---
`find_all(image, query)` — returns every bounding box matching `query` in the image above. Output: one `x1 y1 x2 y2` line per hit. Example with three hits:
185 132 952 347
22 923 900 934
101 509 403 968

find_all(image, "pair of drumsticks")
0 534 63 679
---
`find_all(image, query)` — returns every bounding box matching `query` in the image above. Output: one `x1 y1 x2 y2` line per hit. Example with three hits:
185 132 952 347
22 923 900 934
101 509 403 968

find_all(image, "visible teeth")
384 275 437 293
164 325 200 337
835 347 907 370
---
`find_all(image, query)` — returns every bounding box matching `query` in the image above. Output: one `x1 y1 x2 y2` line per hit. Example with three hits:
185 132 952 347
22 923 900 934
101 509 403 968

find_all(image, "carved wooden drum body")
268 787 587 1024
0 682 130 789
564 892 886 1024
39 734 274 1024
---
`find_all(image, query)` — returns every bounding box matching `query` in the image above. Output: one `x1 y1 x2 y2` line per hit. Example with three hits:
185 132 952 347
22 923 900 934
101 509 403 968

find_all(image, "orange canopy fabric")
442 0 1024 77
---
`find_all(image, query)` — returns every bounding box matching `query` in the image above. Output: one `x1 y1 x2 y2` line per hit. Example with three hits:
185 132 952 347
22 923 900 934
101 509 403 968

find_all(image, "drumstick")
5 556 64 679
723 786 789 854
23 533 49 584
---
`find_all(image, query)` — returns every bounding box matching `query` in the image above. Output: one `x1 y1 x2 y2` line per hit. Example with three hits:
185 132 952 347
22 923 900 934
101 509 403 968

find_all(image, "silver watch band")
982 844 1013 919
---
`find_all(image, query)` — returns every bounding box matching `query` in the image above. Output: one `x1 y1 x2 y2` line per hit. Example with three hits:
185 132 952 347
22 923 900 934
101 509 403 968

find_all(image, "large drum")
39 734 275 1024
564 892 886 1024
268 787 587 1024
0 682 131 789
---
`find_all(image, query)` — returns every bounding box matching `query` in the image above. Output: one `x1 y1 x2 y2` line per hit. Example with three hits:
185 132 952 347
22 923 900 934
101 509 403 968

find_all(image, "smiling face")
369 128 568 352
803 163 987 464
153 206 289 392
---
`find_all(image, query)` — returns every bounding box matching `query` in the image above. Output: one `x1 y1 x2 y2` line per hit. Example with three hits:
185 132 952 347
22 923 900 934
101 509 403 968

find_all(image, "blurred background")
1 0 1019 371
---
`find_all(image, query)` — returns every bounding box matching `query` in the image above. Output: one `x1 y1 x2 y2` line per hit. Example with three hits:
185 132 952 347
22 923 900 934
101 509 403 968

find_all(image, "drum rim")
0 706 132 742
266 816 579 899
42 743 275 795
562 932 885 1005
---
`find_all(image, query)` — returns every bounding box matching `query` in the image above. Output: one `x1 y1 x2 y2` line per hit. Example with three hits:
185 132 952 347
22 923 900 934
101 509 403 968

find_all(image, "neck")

→ EXERCISE DESCRIPTION
Reproduce all of the entries word for word. Omit nothing.

→ TASK RESULT
---
`find_all(image, query)` — returns every bounding box matching `query` in the image above. Output: one `x1 y1 x2 y2` line per hit. Example with three hits:
185 132 952 347
22 923 900 934
101 509 403 968

find_all(image, "pair of drumsticks")
0 534 63 679
---
`find_all(image, query)` — returns every bounding box matching `query` in the image above. Output: one `x1 y1 x2 y2` line per hit. Example with three hits:
185 132 952 347
22 923 900 934
101 509 403 968

find_all(image, "visible teeth")
384 275 437 293
164 325 200 337
835 347 907 370
---
`find_all(image, query)` — returns every bounding box matching `query` in the image above. Output: one `x1 y1 x2 y2` line per hit. Example with three hits:
185 132 952 347
22 923 900 934
101 509 403 968

find_all(image, "carved wooden drum body")
268 787 587 1024
0 682 130 789
564 892 886 1024
39 734 274 1024
---
`find_all(image, query)` — returns every bounding box matching `query` in the image above. Output: one `x1 y1 x2 y2` line per hit. Example with three hits:
185 132 952 347
22 923 900 934
101 509 403 968

find_all(image, "orange canopy fabric")
442 0 1024 77
---
`find_all(image, query)` — returns every bounding box matching `query` in the image above. Output: one `x1 y1 x2 y2` line per hit. Example with three hits:
185 132 952 347
22 923 900 934
101 509 403 968

find_all(image, "drumstick")
5 556 64 679
723 786 789 854
23 533 49 584
---
`find_all(image, query)` — returns every bounding box matching `query` in the image above. Output: one `x1 y1 x2 y2` line per hit. Example with three hits:
185 132 952 347
22 923 900 934
101 509 403 968

find_all(image, "silver watch band")
982 844 1013 919
---
`find_all(image, query)` — returns every bounding box matching `query` in the image above. Output: one `x1 y1 x2 y2` line per hit. Example with three hits:
185 132 952 347
22 923 900 934
101 509 403 968

find_all(image, "large drum")
39 734 275 1024
564 892 886 1024
268 787 587 1024
0 682 131 789
---
`find_all(image, query)` — returns every bounding box matching `query` in the image above. Output: one `x1 y1 x2 y2` line per hit. Example with three hits:
185 132 952 347
22 923 900 934
101 509 403 968

find_all(image, "smiling face")
369 128 568 352
803 163 987 464
153 206 289 392
---
`find_all(image, query)` — returns every bounding box matching `query` in the image above. Output: one `x1 y1 x2 y2` line per hit. Example with three hits:
185 132 952 347
22 923 900 934
101 509 403 968

find_all(image, "blurred background")
1 0 1019 371
---
`find_all(image, query)` — returns every bounding box matching `query` in the image above. Output: one `x1 y1 x2 y2` line per hit. Example with three hits:
185 132 952 347
22 923 900 934
101 509 403 968

find_all(image, "drum rim")
0 706 132 742
266 816 579 899
42 743 275 795
562 932 885 1005
---
`find_all(image, query)` — returns every bounding box matching `query` in the image above. Output: one `x1 y1 x2 y2` line per hit. Example with three hits:
185 132 952 347
22 923 900 934
101 509 403 968

find_all(image, "neck")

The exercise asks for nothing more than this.